> WHAT THE TASK REQUIRES: Copy the data exactly. Images are to be left out.

(Image-backed grounding data)
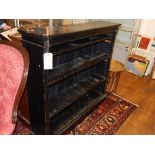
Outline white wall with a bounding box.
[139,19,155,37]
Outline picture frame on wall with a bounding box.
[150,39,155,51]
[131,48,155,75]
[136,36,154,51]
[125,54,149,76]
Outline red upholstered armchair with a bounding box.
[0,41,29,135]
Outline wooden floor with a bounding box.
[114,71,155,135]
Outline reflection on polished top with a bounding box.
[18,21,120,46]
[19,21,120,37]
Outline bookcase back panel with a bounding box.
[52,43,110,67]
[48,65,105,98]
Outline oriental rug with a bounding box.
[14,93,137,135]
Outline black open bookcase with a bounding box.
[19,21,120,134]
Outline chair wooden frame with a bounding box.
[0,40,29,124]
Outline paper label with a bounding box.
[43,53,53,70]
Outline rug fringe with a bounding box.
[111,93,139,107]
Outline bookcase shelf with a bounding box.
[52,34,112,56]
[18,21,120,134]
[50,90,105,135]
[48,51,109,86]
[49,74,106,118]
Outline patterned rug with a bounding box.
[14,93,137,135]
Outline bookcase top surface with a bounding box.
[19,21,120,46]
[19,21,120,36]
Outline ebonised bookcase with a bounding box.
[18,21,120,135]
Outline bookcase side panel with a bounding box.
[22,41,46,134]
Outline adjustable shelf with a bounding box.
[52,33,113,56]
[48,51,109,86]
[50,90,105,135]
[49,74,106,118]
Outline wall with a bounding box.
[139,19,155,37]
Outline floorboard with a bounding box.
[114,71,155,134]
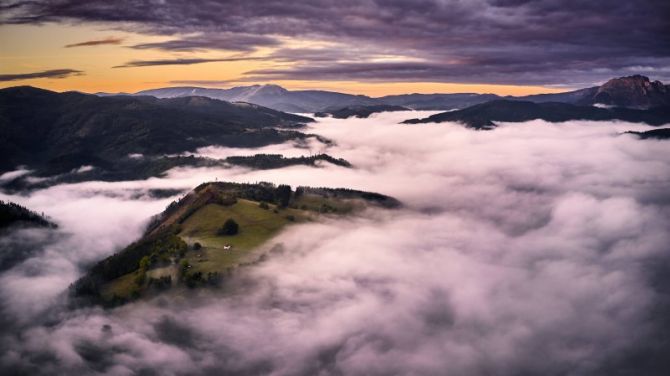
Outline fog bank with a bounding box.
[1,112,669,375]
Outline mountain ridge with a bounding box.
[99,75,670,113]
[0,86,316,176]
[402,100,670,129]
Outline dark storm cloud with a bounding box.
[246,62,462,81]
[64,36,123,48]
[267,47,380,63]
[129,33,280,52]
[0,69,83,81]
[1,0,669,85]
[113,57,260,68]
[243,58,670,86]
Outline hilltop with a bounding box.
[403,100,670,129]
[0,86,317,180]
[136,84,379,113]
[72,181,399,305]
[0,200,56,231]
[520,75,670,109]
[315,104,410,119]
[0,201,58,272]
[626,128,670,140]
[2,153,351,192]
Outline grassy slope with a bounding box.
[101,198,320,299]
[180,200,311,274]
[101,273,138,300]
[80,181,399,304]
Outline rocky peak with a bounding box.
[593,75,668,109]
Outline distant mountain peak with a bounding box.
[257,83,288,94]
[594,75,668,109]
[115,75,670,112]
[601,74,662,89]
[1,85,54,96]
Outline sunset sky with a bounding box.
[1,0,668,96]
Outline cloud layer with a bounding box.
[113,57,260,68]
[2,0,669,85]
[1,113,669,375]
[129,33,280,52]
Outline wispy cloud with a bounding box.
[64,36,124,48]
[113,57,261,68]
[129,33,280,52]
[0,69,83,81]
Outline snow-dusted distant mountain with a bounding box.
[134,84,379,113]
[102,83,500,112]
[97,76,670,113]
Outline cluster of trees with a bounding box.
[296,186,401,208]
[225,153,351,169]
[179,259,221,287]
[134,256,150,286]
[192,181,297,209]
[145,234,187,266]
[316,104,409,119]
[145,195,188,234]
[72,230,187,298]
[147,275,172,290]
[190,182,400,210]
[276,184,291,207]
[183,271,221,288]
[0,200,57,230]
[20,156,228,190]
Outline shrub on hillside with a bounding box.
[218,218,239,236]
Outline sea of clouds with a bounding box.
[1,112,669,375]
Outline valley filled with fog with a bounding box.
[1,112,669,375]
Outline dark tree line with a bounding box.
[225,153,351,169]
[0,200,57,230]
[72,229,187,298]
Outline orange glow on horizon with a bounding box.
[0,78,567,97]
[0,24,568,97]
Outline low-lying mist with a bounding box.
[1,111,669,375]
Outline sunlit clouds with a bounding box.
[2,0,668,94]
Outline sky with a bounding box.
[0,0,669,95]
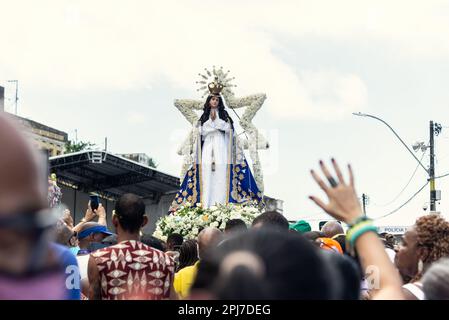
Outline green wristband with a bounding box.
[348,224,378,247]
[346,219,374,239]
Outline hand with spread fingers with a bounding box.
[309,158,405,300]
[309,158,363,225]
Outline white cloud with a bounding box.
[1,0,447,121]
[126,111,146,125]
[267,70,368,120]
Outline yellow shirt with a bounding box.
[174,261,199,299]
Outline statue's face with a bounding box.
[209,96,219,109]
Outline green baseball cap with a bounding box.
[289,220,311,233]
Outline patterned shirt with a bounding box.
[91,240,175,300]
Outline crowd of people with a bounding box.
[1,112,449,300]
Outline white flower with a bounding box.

> WRITTEN ANSWER:
Outline white wall with a bounding box.
[139,19,155,37]
Outline picture frame on wall with a bounding box.
[150,39,155,51]
[131,48,155,75]
[136,36,154,51]
[125,54,149,76]
Outline red upholstered armchair with a bounding box.
[0,41,29,135]
Outline wooden floor with a bounding box.
[114,71,155,135]
Outline reflection on polished top with a bounding box.
[18,21,120,46]
[19,21,120,37]
Outline bookcase back panel with a bounding box.
[52,43,110,67]
[48,65,105,98]
Outline oriental rug with a bounding box.
[14,93,137,135]
Outline black open bookcase with a bounding box.
[19,21,120,134]
Outline chair wooden frame with a bounding box.
[0,40,29,124]
Outline paper label with a bounding box.
[43,53,53,70]
Outline rug fringe with a bounding box.
[111,93,139,107]
Outline bookcase shelf with a bounding box.
[52,34,112,56]
[18,21,120,134]
[50,90,105,135]
[48,51,109,86]
[49,74,106,118]
Outline patterned rug with a bounding box.
[14,93,137,135]
Outline bookcase top surface with a bounding box.
[19,21,120,46]
[19,21,120,36]
Outline ebonised bookcase with a bounding box.
[18,21,120,135]
Outline bookcase side panel with a bounding box.
[22,41,46,134]
Outline adjustable shelf with a bounding box.
[52,33,113,56]
[48,51,109,86]
[50,90,105,135]
[49,74,106,118]
Outline wall with a bounding box.
[139,19,155,37]
Outline floorboard with a bounding box.
[114,71,155,134]
Outline fog bank with a bounding box.
[1,112,669,375]
Outline mountain ridge with a bounding box.
[99,75,670,113]
[0,86,316,176]
[402,100,670,129]
Outline dark storm cloud with a bounding box.
[246,62,462,81]
[64,36,123,48]
[267,47,380,63]
[129,33,280,52]
[0,69,83,81]
[1,0,669,85]
[113,57,260,68]
[243,58,670,86]
Outline hilltop with a bounding box.
[403,100,670,129]
[0,86,317,180]
[136,84,379,113]
[72,181,399,305]
[0,200,56,231]
[520,75,670,109]
[315,104,410,119]
[0,201,58,272]
[626,128,670,140]
[2,153,351,192]
Outline grassy slope with a bounding box.
[101,198,320,299]
[180,200,311,274]
[101,273,138,300]
[80,181,399,304]
Outline rocky peak with a bounding box.
[593,75,668,109]
Outline distant mountain peak with a bounding box.
[257,83,288,94]
[594,75,668,109]
[115,75,670,112]
[601,74,662,89]
[1,85,54,96]
Outline sunset sky with a bounding box.
[1,0,668,96]
Outline cloud layer with a bounding box.
[113,57,260,68]
[2,0,669,85]
[1,113,669,375]
[129,33,280,52]
Outline wispy cloud with a bounding box.
[64,36,124,48]
[113,57,261,68]
[129,33,280,52]
[0,69,83,81]
Outline snow-dusted distant mountain with a bounding box.
[134,84,379,113]
[102,83,500,112]
[97,76,670,113]
Outline cluster of trees with a bounding box.
[296,186,401,208]
[225,153,351,169]
[179,259,221,287]
[134,256,150,286]
[192,181,297,209]
[145,234,187,266]
[316,104,409,119]
[145,195,188,234]
[72,230,187,298]
[147,275,172,290]
[190,182,400,210]
[276,184,291,207]
[183,271,221,288]
[0,200,57,230]
[20,156,228,190]
Outline shrub on hillside with a bounding box.
[218,218,239,236]
Outline sea of clouds with a bounding box.
[1,112,669,375]
Outline valley filled with fog with a bounding box.
[1,112,669,375]
Outline dark tree line with a bounding box.
[225,153,351,169]
[0,200,57,230]
[72,229,187,298]
Outline orange glow on horizon with a bounding box.
[0,78,567,97]
[0,24,568,97]
Outline low-lying mist with a bounding box.
[1,111,669,375]
Outline sunlit clouds with a bounding box.
[2,0,668,94]
Outline sky with a bounding box.
[0,0,669,95]
Outline green wristband with a bounding box.
[348,224,378,247]
[346,219,374,239]
Outline hand with spread fingers with a bounding box.
[309,158,405,300]
[309,158,363,225]
Outline white cloud with a bounding box.
[1,0,447,121]
[126,111,146,125]
[267,70,368,120]
Outline yellow shirt with a bounding box.
[174,261,199,299]
Outline statue's face with a bounding box.
[209,96,219,109]
Outline green baseball cap with a bounding box.
[289,220,311,233]
Outline patterned shirt with a bounding box.
[91,240,175,300]
Outline crowd of people with a bounding box.
[1,112,449,300]
Outline white flower with a bounding box.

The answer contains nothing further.